RECORDS SUPPLIED –
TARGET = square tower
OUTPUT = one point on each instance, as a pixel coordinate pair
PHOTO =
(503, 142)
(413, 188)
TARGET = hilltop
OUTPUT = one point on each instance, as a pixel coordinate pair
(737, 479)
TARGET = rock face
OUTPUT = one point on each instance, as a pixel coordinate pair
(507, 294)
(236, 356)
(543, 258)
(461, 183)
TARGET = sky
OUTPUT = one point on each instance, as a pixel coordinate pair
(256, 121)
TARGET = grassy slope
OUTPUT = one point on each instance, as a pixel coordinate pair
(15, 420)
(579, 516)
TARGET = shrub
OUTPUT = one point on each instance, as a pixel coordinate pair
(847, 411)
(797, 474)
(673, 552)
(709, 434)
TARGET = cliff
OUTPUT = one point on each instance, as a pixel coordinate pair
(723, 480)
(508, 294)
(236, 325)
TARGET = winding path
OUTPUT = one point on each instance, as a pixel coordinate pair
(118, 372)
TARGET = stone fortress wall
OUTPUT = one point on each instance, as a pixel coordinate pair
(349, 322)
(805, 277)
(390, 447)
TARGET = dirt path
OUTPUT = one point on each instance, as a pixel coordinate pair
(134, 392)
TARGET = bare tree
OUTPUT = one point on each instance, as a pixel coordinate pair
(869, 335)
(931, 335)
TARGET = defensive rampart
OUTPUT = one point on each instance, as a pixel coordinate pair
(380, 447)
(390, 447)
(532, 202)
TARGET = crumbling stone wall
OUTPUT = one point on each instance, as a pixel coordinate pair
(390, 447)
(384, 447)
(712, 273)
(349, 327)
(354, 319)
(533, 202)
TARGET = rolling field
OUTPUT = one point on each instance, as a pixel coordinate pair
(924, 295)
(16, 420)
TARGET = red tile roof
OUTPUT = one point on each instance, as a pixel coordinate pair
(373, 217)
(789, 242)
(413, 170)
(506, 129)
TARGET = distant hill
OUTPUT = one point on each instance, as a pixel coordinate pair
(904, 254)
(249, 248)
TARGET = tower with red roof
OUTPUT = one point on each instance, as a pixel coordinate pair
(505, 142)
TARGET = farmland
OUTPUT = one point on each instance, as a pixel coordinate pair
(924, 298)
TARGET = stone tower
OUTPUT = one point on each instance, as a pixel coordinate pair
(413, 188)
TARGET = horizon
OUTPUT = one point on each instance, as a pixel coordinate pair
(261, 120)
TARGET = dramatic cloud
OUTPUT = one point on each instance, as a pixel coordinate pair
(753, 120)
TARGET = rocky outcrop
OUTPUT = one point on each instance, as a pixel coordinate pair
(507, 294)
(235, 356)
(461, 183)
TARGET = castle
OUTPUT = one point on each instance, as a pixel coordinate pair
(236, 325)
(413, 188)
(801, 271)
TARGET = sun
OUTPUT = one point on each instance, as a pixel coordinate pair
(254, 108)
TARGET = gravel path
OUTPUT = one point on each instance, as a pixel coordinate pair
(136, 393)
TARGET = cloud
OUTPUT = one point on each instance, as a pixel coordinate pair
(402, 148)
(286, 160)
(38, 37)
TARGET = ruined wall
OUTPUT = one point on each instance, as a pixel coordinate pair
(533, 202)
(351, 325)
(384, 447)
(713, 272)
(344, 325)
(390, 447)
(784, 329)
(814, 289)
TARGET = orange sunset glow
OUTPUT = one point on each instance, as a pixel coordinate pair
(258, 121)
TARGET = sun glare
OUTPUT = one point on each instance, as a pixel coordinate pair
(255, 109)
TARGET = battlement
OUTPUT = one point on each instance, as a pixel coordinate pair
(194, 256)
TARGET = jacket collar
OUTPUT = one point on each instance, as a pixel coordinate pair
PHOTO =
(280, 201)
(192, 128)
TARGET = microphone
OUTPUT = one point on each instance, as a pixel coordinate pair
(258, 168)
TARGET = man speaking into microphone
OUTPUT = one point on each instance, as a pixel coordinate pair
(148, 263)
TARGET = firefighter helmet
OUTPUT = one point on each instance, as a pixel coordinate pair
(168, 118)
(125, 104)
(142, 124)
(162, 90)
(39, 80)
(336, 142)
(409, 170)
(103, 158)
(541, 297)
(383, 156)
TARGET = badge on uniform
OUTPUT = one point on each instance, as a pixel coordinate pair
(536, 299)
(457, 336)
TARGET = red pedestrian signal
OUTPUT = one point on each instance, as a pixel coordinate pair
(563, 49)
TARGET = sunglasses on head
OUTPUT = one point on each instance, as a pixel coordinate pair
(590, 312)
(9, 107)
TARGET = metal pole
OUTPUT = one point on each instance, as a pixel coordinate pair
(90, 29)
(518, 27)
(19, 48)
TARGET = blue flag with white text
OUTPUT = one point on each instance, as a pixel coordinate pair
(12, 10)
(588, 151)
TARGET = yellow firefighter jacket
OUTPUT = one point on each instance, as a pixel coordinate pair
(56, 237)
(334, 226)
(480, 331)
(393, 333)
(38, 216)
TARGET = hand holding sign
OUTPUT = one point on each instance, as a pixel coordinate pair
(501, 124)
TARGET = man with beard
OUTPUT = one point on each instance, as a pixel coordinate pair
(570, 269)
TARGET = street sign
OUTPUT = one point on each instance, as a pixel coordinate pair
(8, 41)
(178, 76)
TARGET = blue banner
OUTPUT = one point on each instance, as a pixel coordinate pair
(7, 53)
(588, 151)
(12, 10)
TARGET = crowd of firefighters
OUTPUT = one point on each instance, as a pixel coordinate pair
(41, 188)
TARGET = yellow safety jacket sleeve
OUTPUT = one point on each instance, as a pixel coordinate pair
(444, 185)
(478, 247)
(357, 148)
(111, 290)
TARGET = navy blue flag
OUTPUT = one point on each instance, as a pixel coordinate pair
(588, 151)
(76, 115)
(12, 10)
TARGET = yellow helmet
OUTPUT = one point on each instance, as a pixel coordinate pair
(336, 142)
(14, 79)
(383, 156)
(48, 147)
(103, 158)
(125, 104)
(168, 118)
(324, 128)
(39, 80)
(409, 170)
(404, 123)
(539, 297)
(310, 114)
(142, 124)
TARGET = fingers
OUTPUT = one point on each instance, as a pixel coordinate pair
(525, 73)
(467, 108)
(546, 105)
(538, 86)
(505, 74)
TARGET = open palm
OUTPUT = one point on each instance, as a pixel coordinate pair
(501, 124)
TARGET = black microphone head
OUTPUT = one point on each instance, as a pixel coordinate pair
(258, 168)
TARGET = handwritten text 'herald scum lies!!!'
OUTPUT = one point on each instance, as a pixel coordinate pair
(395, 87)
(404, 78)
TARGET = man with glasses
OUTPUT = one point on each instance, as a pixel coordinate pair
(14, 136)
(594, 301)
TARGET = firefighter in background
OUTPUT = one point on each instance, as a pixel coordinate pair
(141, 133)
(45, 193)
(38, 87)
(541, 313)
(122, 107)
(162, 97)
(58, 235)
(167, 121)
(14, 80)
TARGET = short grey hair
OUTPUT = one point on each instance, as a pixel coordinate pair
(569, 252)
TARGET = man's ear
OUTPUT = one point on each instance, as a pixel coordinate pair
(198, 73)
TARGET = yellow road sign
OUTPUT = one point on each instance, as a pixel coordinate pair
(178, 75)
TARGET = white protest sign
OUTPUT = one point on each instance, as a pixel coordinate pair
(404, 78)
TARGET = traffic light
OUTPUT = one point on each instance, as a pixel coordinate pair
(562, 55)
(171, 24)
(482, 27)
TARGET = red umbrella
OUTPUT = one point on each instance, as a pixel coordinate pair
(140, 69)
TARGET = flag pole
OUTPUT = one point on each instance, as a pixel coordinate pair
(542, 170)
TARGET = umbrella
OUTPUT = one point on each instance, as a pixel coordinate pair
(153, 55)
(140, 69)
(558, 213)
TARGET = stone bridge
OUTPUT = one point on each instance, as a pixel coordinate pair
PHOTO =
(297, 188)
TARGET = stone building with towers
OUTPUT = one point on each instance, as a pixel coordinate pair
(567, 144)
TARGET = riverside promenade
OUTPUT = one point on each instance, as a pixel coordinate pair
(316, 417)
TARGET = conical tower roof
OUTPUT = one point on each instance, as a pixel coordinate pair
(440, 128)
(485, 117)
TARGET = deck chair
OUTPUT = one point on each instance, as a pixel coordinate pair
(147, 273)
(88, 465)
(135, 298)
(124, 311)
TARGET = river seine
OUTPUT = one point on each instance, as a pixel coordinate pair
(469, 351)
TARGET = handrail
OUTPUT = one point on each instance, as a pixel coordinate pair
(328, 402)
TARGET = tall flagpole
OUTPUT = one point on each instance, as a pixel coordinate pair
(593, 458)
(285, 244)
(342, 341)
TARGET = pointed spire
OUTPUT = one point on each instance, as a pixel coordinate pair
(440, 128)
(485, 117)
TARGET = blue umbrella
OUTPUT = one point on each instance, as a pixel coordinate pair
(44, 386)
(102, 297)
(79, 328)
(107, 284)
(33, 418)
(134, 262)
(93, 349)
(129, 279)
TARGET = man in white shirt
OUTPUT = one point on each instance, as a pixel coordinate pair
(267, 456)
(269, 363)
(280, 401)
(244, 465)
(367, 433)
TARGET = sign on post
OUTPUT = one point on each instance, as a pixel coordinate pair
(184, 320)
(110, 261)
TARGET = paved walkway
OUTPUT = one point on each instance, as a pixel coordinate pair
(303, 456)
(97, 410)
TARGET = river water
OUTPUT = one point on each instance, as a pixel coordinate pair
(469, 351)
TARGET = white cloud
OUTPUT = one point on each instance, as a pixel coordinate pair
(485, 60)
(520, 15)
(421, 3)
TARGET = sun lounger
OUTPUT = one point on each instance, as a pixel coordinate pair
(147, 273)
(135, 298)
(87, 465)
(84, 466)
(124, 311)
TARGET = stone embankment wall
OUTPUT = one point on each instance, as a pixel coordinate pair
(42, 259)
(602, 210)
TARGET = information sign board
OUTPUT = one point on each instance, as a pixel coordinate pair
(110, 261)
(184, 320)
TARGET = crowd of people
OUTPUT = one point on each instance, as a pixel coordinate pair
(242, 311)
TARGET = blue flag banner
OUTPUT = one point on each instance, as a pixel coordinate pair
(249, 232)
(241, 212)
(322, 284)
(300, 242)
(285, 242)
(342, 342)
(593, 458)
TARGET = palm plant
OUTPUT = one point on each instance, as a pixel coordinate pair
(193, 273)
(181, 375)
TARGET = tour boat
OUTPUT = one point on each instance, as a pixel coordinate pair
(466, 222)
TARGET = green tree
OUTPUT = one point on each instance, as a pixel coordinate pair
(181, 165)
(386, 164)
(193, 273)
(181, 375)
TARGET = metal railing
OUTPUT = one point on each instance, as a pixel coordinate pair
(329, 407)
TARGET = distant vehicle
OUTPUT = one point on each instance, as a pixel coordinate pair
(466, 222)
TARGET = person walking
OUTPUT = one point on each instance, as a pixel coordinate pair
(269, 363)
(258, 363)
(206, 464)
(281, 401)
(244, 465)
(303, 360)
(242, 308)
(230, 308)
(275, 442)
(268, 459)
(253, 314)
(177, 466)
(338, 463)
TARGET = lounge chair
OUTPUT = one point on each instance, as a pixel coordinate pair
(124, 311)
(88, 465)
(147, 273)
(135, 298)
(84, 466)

TASK GOAL – Return exactly, and only, the lines above starting at the line that contains "TARGET = blue flag with white text" and ending at the line that contains "TARGET = yellow firefighter jacket".

SOLUTION TO THIS EXERCISE –
TARGET = blue flag with white text
OUTPUT = one point on each instance, as a pixel coordinate pair
(12, 10)
(588, 151)
TARGET = yellow firefighter jacket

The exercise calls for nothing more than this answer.